> **DOCUMENT EXTRACT**
<<<<
Updated: 3/12/2009; 12:19:12 PM.
EduResources Weblog--Higher Education Resources Online
This weblog focuses on locating, evaluating, discussing, and providing guidelines to instructional resources for faculty and students in higher education. The emphasis is on free, shared, HE resources. Related topics and news (about commercial resources, K-12 resources, T&D resources, educational technology, digital libraries, distance learning, open source software, metadata standards, cognitive mapping, etc.) will also be discussed--along with occasional excursions into more distant miscellaneous topics in science, computing, and education. The EduResources Weblog operates in conjunction with a broader weblog called The Open Learner about using open knowledge resources across a diversity of subjects, levels, and interests for a wide range of learners and learning communities--students in schools and colleges, home schoolers, hobbyists, vocational learners, retirees, and others.
        

Monday, September 15, 2003

This article by Michael Singer is an informative, readable summary of the current status of the semantic web developments. JH ____

Semantic Web: Out of the Theory Realm [ResourceShelf]
8:44:16 AM    COMMENT []


Stephen Downes is correct, this EDUCAUSE Review article is must reading for anyone interested in knowledge networks. As the authors say, "The bottom line? Dare to share! Taken separately, e-learning, knowledge management, and IT have failed to provide strategic differentiation for colleges and universities. But by combining the three in higher education, e-knowledge can avoid suffering the same fate if it is used to change the dynamics of institutional business practices and to create new knowledge-based experiences, unleashing enhanced value."
>>>>
> **WHAT YOU SHOULD DO**
Resume the higher education resources weblog from the end of its last sentence. The data that come next are from another source and are unrelated to the weblog page.

> **RECORDED DATA**
<<<<
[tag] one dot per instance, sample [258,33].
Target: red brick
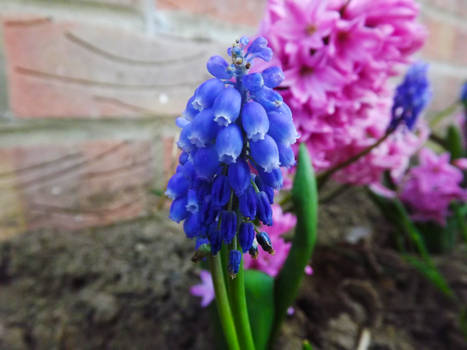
>>>>
> **RESULT**
JH _____

A Revolution in Knowledge Sharing. This may be the most important article you read this year. The authors document the fundamental shift in the learning landscape taking place right now: the sharing of knowledge. And they nail it: what makes knowledge sharing inevitable and important is the nature of knowledge: "There is no simple, linear hierarchy and progression from data to information to knowledge. In reality there is a complex intermeshing, such as a continuous churning of insight, the meaning of which changes in different contexts and through conversations with different participants." Because of this, to work with knowledge, what you need are not some sort of linear "delivery systems" but rather "knowledge networks". The authors outline four major types: description, discovery and exchange of content; interaction with and tracking of content; applications systems interoperability; and infrastructure interoperability. If we look at knowledge today and tomorrow, what we see in general is a progression from static,independent, stand-alone, contextless knowledge objects to a network of dynamic, related, context-embedded flows of knowledge within a network. This produces what the authors call a "revolution in knowledge sharing" where "leading-edge individuals and institutions are on the threshold of major advances in their capacity to acquire, assimilate, utilize, reflect on and share knowledge." Read this paper, or better, share it! By Donald N. Norris, Jon Mason, Robby Robson, Paul Lefrere and Geoff Collier, EDUCAUSE Review, September, 2003 [Refer][Research][Reflect] [OLDaily]
8:26:26 AM    COMMENT []


© Copyright 2009 Joseph Hart.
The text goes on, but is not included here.